- **Coordinate annotation entries**:
——————————

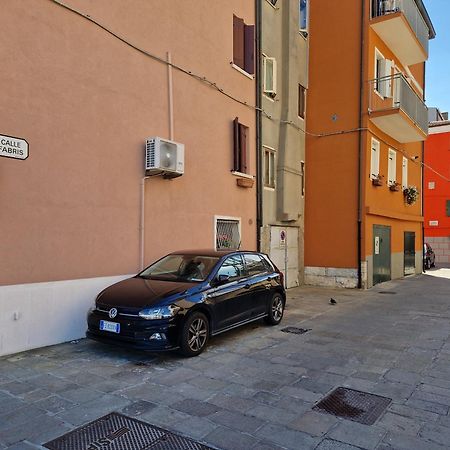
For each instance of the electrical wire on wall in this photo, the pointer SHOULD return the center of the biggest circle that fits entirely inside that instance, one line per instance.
(222, 91)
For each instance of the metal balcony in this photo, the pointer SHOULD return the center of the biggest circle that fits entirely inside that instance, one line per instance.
(400, 24)
(396, 109)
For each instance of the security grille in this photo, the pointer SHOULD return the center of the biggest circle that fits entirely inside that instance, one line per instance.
(227, 234)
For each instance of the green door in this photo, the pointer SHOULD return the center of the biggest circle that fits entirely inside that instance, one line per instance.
(381, 254)
(410, 252)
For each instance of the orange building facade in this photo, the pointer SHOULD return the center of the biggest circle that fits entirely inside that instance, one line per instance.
(365, 130)
(81, 101)
(437, 190)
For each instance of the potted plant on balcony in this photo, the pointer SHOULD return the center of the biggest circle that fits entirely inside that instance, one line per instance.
(411, 194)
(394, 186)
(377, 179)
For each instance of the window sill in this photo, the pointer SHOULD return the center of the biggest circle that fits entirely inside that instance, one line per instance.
(234, 66)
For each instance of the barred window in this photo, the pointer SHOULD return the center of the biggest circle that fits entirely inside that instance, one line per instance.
(227, 234)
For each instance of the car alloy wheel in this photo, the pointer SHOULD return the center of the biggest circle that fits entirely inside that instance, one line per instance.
(276, 310)
(194, 335)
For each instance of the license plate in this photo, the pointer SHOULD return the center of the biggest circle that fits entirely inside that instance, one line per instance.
(113, 327)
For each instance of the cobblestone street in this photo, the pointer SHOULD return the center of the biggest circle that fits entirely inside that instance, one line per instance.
(255, 387)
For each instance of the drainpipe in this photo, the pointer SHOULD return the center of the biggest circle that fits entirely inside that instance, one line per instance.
(361, 141)
(259, 176)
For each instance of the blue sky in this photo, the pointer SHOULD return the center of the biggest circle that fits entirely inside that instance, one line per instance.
(438, 65)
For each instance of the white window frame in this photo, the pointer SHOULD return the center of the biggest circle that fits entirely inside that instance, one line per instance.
(270, 151)
(392, 166)
(216, 218)
(404, 172)
(374, 159)
(270, 92)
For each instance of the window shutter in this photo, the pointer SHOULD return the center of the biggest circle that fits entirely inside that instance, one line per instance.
(238, 41)
(236, 151)
(243, 148)
(249, 49)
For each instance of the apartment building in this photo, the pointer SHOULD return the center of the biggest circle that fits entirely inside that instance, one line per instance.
(437, 187)
(283, 83)
(127, 132)
(367, 122)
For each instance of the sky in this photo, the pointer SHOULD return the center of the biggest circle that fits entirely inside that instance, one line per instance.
(437, 91)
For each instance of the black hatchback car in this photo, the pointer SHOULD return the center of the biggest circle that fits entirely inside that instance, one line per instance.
(185, 297)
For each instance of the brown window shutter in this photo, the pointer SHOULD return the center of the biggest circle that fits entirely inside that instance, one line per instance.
(249, 49)
(236, 141)
(243, 148)
(238, 41)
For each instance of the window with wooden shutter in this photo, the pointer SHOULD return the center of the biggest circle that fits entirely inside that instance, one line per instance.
(374, 159)
(392, 166)
(243, 45)
(240, 147)
(238, 41)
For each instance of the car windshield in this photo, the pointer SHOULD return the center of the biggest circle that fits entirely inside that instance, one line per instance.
(181, 268)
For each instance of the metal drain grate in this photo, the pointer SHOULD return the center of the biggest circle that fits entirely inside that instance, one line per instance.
(354, 405)
(116, 431)
(295, 330)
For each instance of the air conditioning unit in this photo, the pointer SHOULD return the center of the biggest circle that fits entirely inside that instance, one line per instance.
(164, 157)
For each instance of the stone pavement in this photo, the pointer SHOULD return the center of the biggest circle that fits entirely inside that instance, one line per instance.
(254, 388)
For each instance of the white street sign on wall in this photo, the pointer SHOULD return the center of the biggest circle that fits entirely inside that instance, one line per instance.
(12, 147)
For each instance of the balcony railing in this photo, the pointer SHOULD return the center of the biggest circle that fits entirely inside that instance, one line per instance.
(394, 93)
(410, 10)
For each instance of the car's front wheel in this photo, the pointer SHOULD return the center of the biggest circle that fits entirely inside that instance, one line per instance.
(194, 335)
(276, 310)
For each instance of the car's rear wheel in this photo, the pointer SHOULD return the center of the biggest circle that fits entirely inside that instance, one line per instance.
(276, 310)
(194, 335)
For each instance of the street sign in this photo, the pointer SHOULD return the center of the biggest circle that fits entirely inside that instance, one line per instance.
(11, 147)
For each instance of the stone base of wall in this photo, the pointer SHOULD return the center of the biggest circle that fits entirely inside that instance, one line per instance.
(441, 247)
(331, 277)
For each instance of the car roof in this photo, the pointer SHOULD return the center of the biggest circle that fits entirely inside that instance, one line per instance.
(210, 252)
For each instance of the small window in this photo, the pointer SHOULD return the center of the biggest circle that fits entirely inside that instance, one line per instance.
(228, 236)
(269, 167)
(240, 147)
(243, 45)
(301, 101)
(254, 265)
(392, 166)
(233, 267)
(404, 173)
(375, 159)
(270, 76)
(303, 16)
(302, 174)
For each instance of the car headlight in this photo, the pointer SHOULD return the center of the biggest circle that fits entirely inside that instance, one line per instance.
(160, 312)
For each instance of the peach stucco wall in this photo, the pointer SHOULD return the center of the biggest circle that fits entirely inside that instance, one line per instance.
(86, 102)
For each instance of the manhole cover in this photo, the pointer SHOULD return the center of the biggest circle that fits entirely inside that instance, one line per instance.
(116, 431)
(354, 405)
(295, 330)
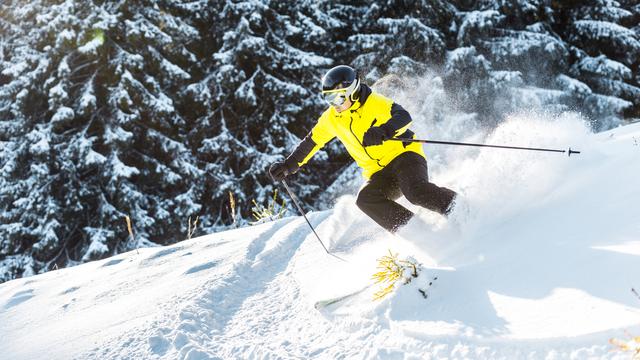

——————————

- **Your task**: Pick out each line in the items above that contains the word "balcony", and copy those lines.

- **Written solution**:
For each instance of the metal balcony in this photo, the pointer SHOULD return the center of the biggest circle that fits entirely inside that instance, one line per instance.
For each instance of the potted plant on balcony in this photo, the pointer SHOULD return the center of the biggest circle that fits entirely inside that instance, one line per instance.
For each instance of the balcony railing in this photo, the pointer SHOULD return the center of the biggest circle that fits entirely inside that instance, one line per instance.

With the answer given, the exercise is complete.